▸ Problem description
Select each line in the rows below that contains the word "every", and copy those lines out unchanged.

▸ Material
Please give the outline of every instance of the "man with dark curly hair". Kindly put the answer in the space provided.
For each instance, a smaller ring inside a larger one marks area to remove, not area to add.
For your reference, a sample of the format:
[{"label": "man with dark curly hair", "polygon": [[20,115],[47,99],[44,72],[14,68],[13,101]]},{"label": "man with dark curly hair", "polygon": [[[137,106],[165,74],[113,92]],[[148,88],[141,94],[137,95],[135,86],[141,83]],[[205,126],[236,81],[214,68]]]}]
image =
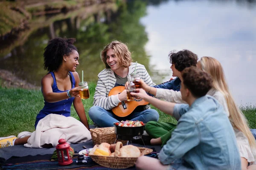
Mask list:
[{"label": "man with dark curly hair", "polygon": [[181,74],[180,92],[188,104],[159,100],[142,89],[131,93],[178,120],[159,160],[138,158],[139,170],[239,170],[241,160],[236,136],[222,106],[206,95],[212,87],[208,73],[192,67]]},{"label": "man with dark curly hair", "polygon": [[[171,68],[172,70],[172,76],[177,77],[175,79],[152,86],[147,85],[142,81],[140,82],[142,88],[151,94],[150,94],[151,96],[165,99],[166,94],[168,94],[168,99],[172,99],[169,101],[177,103],[177,94],[175,92],[180,91],[180,88],[181,72],[186,68],[196,66],[198,57],[197,55],[191,51],[183,50],[176,53],[171,52],[169,54],[169,58],[170,63],[172,64]],[[176,126],[176,125],[172,123],[150,121],[147,123],[145,127],[145,130],[150,136],[147,137],[143,136],[143,137],[147,144],[163,144],[170,139],[171,130]],[[151,139],[151,138],[153,139]]]},{"label": "man with dark curly hair", "polygon": [[172,64],[171,69],[172,71],[172,76],[176,78],[163,84],[153,86],[142,83],[142,88],[148,93],[156,96],[157,89],[155,88],[180,91],[181,71],[187,67],[196,66],[198,60],[197,55],[188,50],[181,50],[177,53],[171,52],[169,54],[169,58],[170,63]]}]

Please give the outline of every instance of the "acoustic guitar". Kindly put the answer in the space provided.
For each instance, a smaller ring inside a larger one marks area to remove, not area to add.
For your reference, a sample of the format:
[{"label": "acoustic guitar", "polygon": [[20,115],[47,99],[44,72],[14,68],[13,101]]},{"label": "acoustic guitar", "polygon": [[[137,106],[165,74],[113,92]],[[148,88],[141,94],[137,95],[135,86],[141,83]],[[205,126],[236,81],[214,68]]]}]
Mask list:
[{"label": "acoustic guitar", "polygon": [[[108,96],[118,94],[125,90],[125,86],[116,86],[111,89]],[[112,110],[116,115],[119,117],[125,117],[131,114],[138,106],[146,105],[148,104],[141,99],[134,99],[131,102],[122,101],[118,105],[112,109]]]},{"label": "acoustic guitar", "polygon": [[[173,79],[171,78],[170,80],[159,84],[158,85],[164,84]],[[115,87],[111,89],[108,94],[108,96],[118,94],[123,91],[125,88],[125,86],[122,86]],[[117,106],[112,108],[112,110],[114,114],[118,116],[125,117],[131,113],[137,106],[146,105],[148,103],[148,102],[145,102],[143,99],[134,98],[134,101],[122,101]]]}]

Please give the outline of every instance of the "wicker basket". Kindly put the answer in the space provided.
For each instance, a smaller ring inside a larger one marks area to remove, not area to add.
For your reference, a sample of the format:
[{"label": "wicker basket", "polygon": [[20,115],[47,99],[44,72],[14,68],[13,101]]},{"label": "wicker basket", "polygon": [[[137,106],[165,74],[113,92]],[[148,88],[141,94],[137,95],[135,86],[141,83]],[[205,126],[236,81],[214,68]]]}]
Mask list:
[{"label": "wicker basket", "polygon": [[[116,135],[114,127],[96,128],[90,130],[93,145],[100,144],[103,142],[113,144],[115,142]],[[121,142],[123,144],[127,143],[127,141],[116,140],[116,142]]]},{"label": "wicker basket", "polygon": [[[152,149],[138,147],[141,155],[146,155],[153,152]],[[111,168],[126,168],[135,164],[138,158],[107,156],[89,154],[92,159],[99,164]]]}]

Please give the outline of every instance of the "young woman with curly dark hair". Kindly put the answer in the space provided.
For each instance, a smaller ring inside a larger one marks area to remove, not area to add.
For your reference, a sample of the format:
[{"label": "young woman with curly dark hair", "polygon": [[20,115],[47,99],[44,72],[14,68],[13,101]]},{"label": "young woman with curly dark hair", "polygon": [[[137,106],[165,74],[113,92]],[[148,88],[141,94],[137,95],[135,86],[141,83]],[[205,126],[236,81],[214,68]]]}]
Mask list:
[{"label": "young woman with curly dark hair", "polygon": [[[0,148],[24,144],[29,147],[54,146],[58,144],[58,139],[53,142],[50,142],[51,139],[61,137],[58,136],[58,133],[60,133],[61,136],[64,134],[62,137],[66,136],[67,142],[71,143],[85,142],[91,139],[84,108],[79,97],[79,78],[76,72],[79,65],[79,57],[77,49],[73,45],[75,41],[74,38],[58,37],[49,41],[44,53],[44,69],[49,72],[43,77],[41,82],[44,106],[36,116],[35,134],[23,132],[18,135],[18,139],[15,136],[0,138]],[[81,122],[70,117],[72,103]],[[71,122],[74,124],[70,125]],[[50,127],[47,131],[45,128],[48,125]],[[42,127],[43,130],[41,129]],[[68,132],[71,127],[81,128],[79,131],[87,136],[82,135],[83,136],[80,136],[75,139],[71,136],[74,134],[70,136],[70,131]],[[67,130],[62,131],[65,130]],[[40,140],[35,137],[36,135],[38,136],[38,133],[39,136],[42,136]]]}]

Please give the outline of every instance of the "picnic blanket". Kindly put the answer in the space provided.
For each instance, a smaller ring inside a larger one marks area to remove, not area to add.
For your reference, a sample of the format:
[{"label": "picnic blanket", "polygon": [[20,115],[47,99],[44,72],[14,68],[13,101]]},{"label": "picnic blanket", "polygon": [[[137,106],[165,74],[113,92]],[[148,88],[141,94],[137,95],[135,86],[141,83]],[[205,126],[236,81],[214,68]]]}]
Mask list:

▸ Response to the exercise
Please give the outline of every instance of the "man with dark curly hair". Kindly put the answer in the space provided.
Please give the outline of every instance of the "acoustic guitar". Kindly put the answer in the space provided.
Please give the outline of every instance of the "wicker basket". Kindly put the answer in the space provided.
Please give the outline of every instance of the "young woman with curly dark hair". Kindly put the answer in the space provided.
Please give the outline of every instance of the "picnic blanket". Kindly put the answer in the space provided.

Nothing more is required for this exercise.